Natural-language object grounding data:
━━━
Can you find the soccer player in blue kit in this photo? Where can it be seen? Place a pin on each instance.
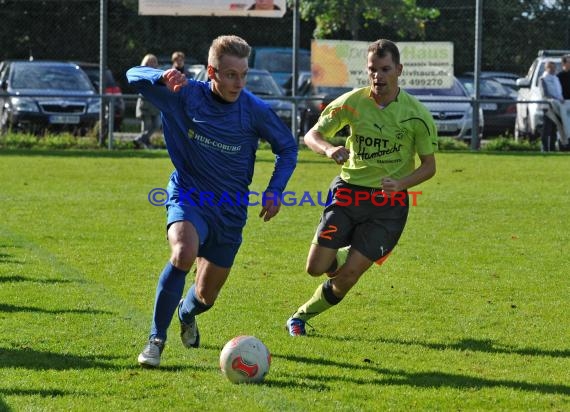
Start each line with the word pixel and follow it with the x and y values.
pixel 211 130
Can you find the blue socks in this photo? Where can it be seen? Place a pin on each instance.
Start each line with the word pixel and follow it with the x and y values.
pixel 168 293
pixel 191 306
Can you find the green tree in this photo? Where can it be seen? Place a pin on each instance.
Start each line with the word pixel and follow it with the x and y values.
pixel 333 17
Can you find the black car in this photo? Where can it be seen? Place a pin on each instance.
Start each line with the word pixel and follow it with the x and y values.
pixel 110 87
pixel 40 96
pixel 501 112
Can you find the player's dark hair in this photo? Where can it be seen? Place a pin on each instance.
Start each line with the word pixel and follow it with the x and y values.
pixel 383 47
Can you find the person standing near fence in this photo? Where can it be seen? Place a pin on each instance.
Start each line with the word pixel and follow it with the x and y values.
pixel 147 112
pixel 212 131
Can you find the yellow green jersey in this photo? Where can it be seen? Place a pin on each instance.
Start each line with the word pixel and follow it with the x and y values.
pixel 383 141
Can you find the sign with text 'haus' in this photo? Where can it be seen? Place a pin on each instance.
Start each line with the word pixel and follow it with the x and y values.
pixel 235 8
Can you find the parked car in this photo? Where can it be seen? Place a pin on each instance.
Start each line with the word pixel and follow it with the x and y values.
pixel 507 79
pixel 451 110
pixel 36 96
pixel 318 97
pixel 279 62
pixel 529 115
pixel 111 87
pixel 500 116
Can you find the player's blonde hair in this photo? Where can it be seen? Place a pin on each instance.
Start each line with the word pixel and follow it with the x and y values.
pixel 227 45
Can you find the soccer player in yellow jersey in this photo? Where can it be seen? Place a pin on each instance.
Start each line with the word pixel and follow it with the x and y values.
pixel 362 225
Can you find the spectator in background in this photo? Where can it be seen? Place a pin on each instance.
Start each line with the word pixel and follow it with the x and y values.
pixel 564 77
pixel 147 112
pixel 551 90
pixel 264 5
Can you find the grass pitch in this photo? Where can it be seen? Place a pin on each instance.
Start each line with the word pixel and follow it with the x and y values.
pixel 469 313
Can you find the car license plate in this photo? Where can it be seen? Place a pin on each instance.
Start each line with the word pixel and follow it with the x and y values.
pixel 64 119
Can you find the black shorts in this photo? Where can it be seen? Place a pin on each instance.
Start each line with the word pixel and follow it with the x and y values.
pixel 364 218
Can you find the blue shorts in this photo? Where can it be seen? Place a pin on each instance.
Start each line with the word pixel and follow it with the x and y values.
pixel 219 238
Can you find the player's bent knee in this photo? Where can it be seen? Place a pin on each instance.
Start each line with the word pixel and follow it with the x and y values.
pixel 183 256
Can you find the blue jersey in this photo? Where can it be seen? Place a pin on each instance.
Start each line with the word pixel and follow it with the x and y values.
pixel 212 143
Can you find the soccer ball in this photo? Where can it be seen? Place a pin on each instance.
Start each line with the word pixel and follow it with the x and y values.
pixel 245 359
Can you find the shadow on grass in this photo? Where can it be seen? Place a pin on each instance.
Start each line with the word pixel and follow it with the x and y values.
pixel 13 308
pixel 20 278
pixel 467 344
pixel 39 360
pixel 419 379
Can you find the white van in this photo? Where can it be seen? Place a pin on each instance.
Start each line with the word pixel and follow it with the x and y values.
pixel 529 115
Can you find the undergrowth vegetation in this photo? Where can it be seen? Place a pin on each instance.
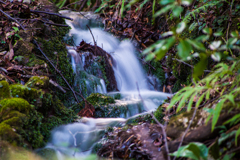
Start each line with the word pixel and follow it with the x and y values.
pixel 202 34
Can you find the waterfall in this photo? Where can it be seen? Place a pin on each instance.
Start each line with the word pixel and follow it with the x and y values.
pixel 77 139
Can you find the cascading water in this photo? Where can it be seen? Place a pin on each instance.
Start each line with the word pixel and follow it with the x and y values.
pixel 77 139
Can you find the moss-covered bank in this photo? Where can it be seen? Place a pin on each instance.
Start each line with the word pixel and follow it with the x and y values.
pixel 27 115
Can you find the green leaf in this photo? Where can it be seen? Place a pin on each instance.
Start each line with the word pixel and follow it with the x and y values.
pixel 200 99
pixel 194 151
pixel 230 97
pixel 200 66
pixel 186 2
pixel 122 8
pixel 202 38
pixel 164 2
pixel 235 34
pixel 207 30
pixel 15 29
pixel 218 34
pixel 164 10
pixel 214 150
pixel 184 48
pixel 191 101
pixel 180 27
pixel 217 112
pixel 150 56
pixel 216 56
pixel 186 95
pixel 231 41
pixel 177 11
pixel 196 44
pixel 237 134
pixel 233 120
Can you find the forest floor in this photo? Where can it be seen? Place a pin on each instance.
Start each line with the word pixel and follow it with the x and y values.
pixel 24 30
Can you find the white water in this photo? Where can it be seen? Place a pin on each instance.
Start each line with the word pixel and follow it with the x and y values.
pixel 77 139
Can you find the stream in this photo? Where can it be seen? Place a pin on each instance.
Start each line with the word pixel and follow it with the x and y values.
pixel 78 139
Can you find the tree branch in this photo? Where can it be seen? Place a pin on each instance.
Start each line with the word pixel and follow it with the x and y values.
pixel 59 72
pixel 162 127
pixel 56 14
pixel 7 15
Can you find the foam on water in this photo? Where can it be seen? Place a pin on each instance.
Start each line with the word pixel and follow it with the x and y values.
pixel 77 139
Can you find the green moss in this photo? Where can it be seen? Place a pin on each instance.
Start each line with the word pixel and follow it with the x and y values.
pixel 2 78
pixel 31 130
pixel 8 134
pixel 98 99
pixel 12 118
pixel 23 48
pixel 37 82
pixel 57 52
pixel 4 90
pixel 30 94
pixel 18 104
pixel 48 125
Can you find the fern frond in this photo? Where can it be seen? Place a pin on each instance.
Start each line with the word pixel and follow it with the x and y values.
pixel 203 8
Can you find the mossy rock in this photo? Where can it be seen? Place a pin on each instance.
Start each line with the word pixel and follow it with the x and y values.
pixel 13 113
pixel 38 82
pixel 2 78
pixel 47 154
pixel 18 104
pixel 8 134
pixel 98 99
pixel 22 48
pixel 32 95
pixel 4 90
pixel 48 125
pixel 10 152
pixel 178 124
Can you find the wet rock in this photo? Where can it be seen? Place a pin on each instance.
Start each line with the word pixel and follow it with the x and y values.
pixel 142 141
pixel 23 48
pixel 178 124
pixel 38 82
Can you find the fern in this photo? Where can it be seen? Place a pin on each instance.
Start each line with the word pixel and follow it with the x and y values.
pixel 216 81
pixel 188 17
pixel 203 8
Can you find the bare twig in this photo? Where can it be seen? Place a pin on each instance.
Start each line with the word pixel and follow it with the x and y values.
pixel 56 14
pixel 7 15
pixel 208 71
pixel 184 134
pixel 162 127
pixel 59 72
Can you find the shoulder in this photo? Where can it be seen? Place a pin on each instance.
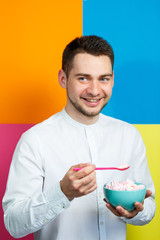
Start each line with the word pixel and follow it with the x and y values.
pixel 117 125
pixel 44 128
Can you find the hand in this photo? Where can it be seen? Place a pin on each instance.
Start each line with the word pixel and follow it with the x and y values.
pixel 79 183
pixel 121 212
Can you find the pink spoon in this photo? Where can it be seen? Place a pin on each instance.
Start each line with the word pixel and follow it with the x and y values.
pixel 120 168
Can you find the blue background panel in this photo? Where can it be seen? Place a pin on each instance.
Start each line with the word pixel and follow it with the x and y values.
pixel 133 30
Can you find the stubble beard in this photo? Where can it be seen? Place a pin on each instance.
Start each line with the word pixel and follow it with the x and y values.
pixel 80 108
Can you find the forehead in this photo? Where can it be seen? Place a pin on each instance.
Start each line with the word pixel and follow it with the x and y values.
pixel 87 63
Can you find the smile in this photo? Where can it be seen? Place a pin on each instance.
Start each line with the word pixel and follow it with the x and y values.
pixel 92 100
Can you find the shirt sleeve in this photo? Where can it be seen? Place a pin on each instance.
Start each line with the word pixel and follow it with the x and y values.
pixel 27 208
pixel 142 174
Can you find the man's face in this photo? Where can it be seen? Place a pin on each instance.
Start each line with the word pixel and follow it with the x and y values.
pixel 89 85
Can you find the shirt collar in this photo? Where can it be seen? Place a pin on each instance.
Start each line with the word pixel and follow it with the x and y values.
pixel 78 124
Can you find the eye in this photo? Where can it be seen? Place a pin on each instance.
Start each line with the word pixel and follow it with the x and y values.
pixel 104 79
pixel 83 79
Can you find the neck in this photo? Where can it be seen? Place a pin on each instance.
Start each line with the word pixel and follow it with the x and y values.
pixel 80 117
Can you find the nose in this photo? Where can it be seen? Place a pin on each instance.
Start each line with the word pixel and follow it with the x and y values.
pixel 94 88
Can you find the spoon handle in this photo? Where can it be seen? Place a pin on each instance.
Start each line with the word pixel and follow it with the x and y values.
pixel 106 168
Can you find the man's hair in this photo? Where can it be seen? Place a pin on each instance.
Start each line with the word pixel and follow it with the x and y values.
pixel 93 45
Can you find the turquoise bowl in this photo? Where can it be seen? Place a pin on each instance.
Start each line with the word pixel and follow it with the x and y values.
pixel 125 199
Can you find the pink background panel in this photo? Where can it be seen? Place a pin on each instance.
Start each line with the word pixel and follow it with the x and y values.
pixel 9 136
━━━
# AIM OF THE TASK:
Among the records above, a stretch begins at the line containing "Can you find the yellow" and ends at the line containing "Can you find the sign". Restate that stretch word for word, and nothing else.

# WORKED SOLUTION:
Can you find the yellow green jersey in this photo? Where can it be seen? Place a pin on each instance.
Start each line with the word pixel and follow it with the x and y values.
pixel 383 141
Can you find the sign with text 'haus' in this photo? Where can it be seen? Place a pin on each instance.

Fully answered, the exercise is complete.